## SOURCE TEXT
_ _ _ _ _
Math 01.430 - Introduction to Complex Analysis

Syllabus

Dr. Abdul Hassen

Office:  Robinson Hall, Mathematics Department 229E

Phone  (856) 256-4500 ext 3888. e-mail:  hassen@rowan.edu

Office Hours:   W 10:50 to 12:00pm and 5:30 to 6:30 and by appointment.

Prerequisite:  Math 01.330 Introduction to Real Analysis I

Text: Churchill, and Brown, COMPLEX VARIABLES AND APPLICATIONS, 10th ed., MacGraw-Hill Book Company, New York, 1990

Course Description:  This course includes properties of complex numbers and their conjugates, functions of a complex variable, limits, continuity and derivatives for complex functions.  Also included are: Integration and the Cauchy integral theorems, uniform convergence, Taylor's and Laurent's series, and conformal mapping.

OBJECTIVES:  This course is intended to provide an introduction to the techniques of complex analysis for majors in mathematics, physics and engineering.  This is an important course for serious students of both pure and applied mathematics who are considering graduate training.  While proofs of selected theorems are given, stress is on techniques and applications.
_ _ _ _ _
Rows from a pointing dataset:
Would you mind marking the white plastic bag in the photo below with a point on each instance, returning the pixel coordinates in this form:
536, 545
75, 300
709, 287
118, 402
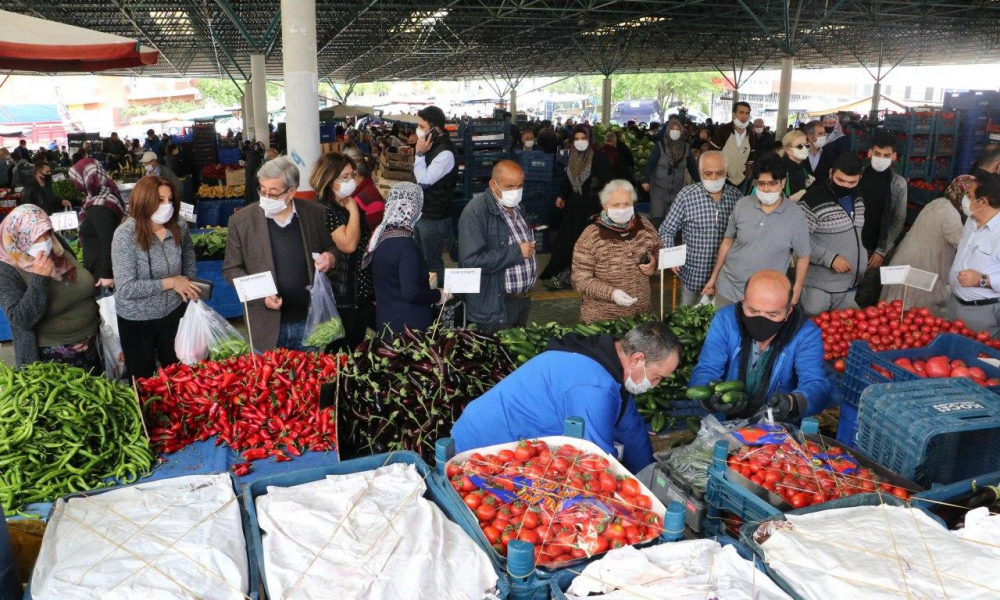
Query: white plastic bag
323, 324
203, 333
111, 345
_ _ _ _ _
## OBJECTIVE
Say whether each statement agrees with the syllabus, answering yes or no and quoting the words from the syllabus that decide it: 1. The prerequisite is Math 01.330 Introduction to Real Analysis I. 2. Office hours are held on Fridays. 3. The course places its stress on proofs of theorems. The items are separate material and have no connection to the syllabus.

## COMPLETE OUTPUT
1. Yes: "Prerequisite:  Math 01.330 Introduction to Real Analysis I"
2. No: "Office Hours:   W 10:50 to 12:00pm and 5:30 to 6:30 and by appointment."
3. No: "While proofs of selected theorems are given, stress is on techniques and applications."